Reproduce the lines from the one containing "Where can the jacaranda" through the one containing "Target: purple blossom", inclusive, replacing "parked car" with "stationary vehicle" and leaving everything else unchanged. Return only those lines.

====== INFORMATION SUPPLIED

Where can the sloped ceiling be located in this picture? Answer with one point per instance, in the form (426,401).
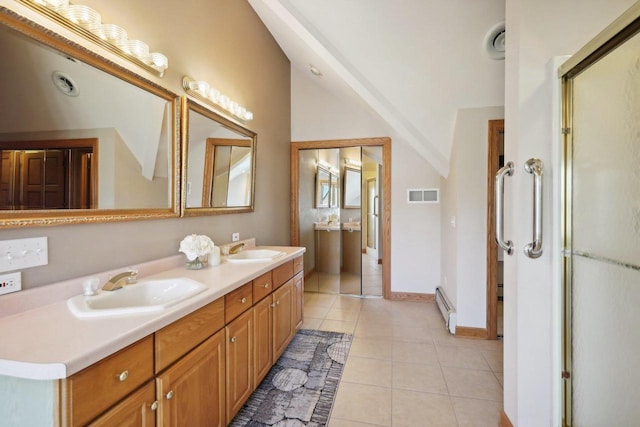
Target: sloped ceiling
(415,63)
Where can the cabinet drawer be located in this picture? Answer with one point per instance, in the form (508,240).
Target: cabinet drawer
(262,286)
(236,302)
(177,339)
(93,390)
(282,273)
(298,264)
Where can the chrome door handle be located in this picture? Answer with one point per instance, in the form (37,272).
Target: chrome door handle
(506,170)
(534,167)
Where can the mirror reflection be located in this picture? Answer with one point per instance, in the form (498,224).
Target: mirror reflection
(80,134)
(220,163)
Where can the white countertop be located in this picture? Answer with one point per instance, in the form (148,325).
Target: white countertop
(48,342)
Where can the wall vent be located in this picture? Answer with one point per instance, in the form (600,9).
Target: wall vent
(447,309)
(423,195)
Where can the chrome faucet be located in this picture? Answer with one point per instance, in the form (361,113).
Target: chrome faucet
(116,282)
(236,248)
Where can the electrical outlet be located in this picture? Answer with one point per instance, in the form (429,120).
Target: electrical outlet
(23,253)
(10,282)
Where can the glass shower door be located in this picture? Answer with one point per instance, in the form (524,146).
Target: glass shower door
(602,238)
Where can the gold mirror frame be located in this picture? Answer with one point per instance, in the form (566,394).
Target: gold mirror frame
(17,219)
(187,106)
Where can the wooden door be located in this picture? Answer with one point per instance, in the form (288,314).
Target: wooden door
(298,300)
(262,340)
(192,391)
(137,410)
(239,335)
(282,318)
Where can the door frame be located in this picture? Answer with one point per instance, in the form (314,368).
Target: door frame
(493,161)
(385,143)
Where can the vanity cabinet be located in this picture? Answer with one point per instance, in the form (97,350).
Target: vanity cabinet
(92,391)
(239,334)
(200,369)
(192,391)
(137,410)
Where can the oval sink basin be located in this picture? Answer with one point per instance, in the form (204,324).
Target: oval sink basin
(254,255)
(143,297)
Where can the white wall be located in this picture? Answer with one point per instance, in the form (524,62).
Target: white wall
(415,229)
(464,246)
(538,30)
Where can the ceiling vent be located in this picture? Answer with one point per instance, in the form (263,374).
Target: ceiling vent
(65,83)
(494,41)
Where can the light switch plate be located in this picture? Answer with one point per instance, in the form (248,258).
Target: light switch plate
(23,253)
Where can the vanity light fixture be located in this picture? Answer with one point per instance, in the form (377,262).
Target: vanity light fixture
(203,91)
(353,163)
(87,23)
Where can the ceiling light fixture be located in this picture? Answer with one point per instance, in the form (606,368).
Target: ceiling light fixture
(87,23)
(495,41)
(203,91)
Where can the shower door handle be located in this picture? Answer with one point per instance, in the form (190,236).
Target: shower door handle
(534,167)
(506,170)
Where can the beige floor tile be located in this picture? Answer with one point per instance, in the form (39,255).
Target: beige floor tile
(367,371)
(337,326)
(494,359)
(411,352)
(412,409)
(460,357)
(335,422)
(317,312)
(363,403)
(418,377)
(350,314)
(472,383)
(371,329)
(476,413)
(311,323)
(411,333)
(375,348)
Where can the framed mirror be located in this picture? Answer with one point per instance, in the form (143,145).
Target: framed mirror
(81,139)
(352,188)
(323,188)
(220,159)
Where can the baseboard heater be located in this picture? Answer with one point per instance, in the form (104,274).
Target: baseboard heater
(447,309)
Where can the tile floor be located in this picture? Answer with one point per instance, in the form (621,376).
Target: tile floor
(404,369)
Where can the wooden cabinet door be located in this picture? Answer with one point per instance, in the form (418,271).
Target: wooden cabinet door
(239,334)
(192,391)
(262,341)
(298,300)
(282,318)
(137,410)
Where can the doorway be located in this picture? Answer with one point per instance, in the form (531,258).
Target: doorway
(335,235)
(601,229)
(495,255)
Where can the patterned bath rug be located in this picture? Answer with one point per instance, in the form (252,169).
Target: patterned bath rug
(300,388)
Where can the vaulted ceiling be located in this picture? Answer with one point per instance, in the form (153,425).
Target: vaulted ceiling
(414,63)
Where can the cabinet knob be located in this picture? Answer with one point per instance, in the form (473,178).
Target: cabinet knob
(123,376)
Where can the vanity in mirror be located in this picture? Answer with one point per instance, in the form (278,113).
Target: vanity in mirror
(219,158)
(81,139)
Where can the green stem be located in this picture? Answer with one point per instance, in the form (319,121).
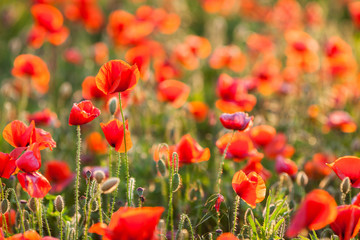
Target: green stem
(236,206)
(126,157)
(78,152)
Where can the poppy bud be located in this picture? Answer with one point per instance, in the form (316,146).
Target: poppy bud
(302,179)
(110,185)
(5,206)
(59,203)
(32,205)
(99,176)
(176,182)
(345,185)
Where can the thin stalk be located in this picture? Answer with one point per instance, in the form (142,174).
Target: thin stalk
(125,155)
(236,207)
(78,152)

============
====== INFORMATION SUPPLIED

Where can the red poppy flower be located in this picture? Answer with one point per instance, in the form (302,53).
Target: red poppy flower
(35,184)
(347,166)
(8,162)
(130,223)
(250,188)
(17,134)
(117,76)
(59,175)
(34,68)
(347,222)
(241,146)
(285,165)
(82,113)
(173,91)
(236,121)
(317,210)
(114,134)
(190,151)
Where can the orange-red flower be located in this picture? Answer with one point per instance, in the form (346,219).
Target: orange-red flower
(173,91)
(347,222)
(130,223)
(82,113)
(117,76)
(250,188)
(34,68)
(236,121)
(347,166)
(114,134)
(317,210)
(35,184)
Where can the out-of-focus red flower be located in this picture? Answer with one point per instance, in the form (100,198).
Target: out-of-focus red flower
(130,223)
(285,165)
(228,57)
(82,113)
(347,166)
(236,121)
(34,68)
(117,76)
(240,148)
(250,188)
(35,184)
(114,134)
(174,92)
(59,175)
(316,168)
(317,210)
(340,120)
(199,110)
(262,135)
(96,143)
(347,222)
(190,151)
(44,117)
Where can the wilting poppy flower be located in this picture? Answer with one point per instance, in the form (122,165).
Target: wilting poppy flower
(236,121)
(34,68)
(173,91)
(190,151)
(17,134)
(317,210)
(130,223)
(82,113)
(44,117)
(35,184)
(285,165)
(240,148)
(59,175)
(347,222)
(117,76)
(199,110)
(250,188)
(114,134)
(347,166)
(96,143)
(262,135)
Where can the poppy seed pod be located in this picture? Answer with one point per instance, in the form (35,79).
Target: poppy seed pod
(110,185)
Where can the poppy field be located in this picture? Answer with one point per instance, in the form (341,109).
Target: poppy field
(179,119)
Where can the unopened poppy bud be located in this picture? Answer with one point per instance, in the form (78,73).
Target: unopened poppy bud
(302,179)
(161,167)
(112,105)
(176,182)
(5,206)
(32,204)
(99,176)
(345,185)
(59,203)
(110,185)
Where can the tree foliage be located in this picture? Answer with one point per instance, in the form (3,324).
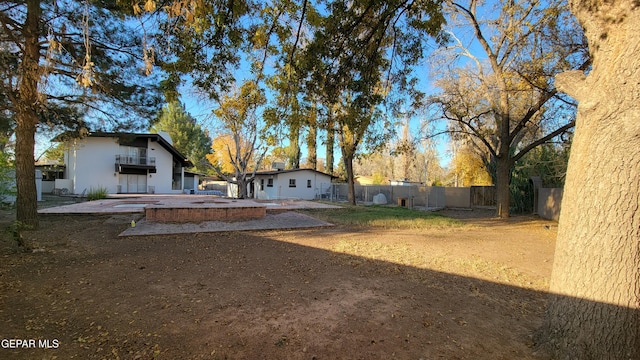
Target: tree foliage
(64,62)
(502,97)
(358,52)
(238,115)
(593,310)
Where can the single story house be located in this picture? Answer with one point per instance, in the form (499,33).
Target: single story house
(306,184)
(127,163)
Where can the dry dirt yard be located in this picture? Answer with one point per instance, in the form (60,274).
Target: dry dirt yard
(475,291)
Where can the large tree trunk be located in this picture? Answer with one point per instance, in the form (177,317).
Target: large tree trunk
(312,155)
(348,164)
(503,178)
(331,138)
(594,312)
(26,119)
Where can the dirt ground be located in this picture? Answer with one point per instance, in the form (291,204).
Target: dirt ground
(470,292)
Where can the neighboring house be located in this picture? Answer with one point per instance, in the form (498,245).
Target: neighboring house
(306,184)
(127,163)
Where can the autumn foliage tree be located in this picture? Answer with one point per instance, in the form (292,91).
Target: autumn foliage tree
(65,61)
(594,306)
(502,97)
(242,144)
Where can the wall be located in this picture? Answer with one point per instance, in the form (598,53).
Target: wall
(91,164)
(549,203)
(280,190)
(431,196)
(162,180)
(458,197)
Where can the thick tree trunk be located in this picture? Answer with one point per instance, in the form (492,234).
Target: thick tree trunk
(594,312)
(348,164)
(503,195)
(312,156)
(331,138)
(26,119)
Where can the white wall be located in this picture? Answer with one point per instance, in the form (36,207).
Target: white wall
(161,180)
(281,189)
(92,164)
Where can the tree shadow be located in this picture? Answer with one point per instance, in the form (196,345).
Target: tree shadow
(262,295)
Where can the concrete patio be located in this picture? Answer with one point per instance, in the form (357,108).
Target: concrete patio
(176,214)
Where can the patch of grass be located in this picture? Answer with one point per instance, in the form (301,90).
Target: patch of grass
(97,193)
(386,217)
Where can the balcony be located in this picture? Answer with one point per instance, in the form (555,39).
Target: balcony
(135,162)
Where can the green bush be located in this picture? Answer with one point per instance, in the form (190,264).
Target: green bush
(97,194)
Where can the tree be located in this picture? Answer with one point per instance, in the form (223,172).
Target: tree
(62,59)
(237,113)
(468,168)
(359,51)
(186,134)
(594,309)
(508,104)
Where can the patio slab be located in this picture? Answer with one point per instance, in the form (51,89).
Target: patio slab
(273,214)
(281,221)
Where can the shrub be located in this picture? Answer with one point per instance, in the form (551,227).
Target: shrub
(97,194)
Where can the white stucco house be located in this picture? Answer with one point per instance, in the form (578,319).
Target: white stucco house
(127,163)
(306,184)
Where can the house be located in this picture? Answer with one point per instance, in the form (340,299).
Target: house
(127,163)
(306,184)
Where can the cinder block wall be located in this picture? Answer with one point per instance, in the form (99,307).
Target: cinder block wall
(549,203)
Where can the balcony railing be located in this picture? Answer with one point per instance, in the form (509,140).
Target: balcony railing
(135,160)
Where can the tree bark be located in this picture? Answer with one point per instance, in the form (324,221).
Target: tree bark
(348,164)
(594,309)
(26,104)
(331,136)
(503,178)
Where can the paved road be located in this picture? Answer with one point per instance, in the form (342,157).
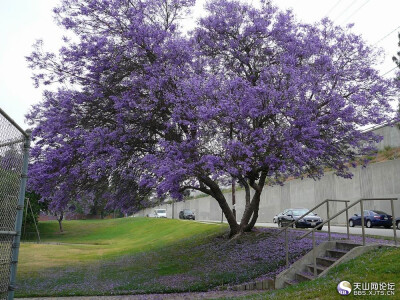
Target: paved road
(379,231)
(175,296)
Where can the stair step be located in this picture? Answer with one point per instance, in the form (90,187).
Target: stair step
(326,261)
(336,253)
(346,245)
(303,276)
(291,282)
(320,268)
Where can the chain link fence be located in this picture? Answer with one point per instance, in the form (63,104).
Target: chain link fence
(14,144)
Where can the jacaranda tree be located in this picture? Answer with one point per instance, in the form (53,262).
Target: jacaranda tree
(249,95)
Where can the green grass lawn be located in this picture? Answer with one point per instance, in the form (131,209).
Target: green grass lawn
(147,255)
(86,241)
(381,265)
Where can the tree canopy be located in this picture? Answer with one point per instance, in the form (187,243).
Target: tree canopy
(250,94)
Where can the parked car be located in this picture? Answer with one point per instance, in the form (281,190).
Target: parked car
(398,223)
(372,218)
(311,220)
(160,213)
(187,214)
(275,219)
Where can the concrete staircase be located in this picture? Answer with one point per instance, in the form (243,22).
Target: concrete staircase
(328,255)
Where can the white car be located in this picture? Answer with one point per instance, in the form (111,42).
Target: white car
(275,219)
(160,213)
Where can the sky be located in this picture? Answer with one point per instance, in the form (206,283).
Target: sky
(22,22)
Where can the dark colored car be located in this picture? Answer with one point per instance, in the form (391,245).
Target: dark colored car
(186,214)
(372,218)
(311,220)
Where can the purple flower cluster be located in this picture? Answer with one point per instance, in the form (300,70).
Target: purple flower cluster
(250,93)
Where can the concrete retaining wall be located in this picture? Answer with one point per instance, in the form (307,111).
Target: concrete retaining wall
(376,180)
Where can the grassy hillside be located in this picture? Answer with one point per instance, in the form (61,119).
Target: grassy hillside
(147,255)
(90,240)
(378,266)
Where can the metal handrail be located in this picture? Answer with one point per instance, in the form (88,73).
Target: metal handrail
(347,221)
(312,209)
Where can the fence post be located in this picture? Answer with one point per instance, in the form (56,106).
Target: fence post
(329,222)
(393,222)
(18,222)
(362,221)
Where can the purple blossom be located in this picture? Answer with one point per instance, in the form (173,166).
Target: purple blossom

============
====== INFORMATION SUPPLIED

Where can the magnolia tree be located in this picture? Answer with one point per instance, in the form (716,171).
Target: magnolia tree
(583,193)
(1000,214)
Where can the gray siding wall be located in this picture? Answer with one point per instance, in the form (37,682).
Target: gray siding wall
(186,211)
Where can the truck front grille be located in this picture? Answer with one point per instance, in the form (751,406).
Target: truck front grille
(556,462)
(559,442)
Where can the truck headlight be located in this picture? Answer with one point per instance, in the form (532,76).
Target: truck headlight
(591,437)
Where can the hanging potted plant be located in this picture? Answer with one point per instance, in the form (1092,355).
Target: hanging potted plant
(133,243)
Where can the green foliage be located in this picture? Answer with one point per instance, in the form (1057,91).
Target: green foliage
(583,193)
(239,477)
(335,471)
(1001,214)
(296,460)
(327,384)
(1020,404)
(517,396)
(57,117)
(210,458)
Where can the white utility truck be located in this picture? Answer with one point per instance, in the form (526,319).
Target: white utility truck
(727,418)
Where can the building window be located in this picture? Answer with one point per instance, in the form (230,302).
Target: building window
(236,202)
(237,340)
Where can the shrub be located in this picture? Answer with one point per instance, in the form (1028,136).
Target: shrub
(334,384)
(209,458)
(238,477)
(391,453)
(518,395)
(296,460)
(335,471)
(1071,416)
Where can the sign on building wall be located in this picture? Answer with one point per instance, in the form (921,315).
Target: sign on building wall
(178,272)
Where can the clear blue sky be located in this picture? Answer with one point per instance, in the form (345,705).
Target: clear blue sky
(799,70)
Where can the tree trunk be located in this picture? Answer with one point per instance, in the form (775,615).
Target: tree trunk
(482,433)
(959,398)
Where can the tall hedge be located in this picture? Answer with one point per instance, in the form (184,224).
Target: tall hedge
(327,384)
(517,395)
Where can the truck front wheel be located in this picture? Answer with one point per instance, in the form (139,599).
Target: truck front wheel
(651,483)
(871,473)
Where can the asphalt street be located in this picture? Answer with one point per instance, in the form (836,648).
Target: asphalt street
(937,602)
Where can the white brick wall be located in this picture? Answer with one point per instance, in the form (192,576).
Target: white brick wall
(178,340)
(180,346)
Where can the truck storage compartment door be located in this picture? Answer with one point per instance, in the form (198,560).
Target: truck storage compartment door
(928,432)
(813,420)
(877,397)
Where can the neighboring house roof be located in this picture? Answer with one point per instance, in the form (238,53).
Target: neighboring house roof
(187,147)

============

_COMPLETED EXERCISE:_
Where can the jacaranda tree be located in this picture? Answer with one point per instance, in the form (53,262).
Target: jacaranda tree
(249,95)
Where can the green grass lawn be located in this picture? Answer with one point per instance, in the form (131,209).
Target: green grass lawn
(147,255)
(86,241)
(381,265)
Where can the tree canopy be located in this picture? Answer with one point per instance, in the form (187,243).
Target: tree canopy
(250,94)
Where can the stationary vehicle be located in this picture? Answer with one point per instance, in the form (281,190).
Target: stationary vehicle
(398,223)
(372,218)
(311,220)
(160,213)
(187,214)
(275,219)
Where can the concrete staircase be located in this picture? Answer with one point per instance, in the form (243,22).
Target: concrete staircase
(328,255)
Where can the white car be located in this picture? Answer with one point per instance, in the form (111,42).
Target: white car
(275,219)
(160,213)
Where can the sky be located in this picture? Answer with one point per instance, in the form (206,283).
Target: sky
(22,22)
Where can the dark colored car be located in this picture? Answer with one point per instance, in the form (391,245).
Target: dark colored car
(186,214)
(372,218)
(311,220)
Where can the purple flower cluster be located in this picture? Answer with one point per instance, in the form (300,70).
Target: purple flower cluster
(250,93)
Where can the concrete retaining wall be located in this picture? Answer with one point per instance, in the form (307,111).
Target: concrete retaining wall
(376,180)
Where can the grassy hillside be located in this picture? Answer with one point per instance, in the form (61,119).
Target: grassy hillside
(147,255)
(90,240)
(378,266)
Where can the metal handrail be located in this picture? Answer with one point per instance, in the form (88,73).
Target: metal handrail
(347,221)
(312,209)
Where can the fence post be located in this picture? Answer with one point per instance, in the form (56,106).
Target: fence post
(329,222)
(393,222)
(18,222)
(362,221)
Where can the purple blossom be located in this picture? Answer with one point per instance, in the form (173,166).
Target: purple blossom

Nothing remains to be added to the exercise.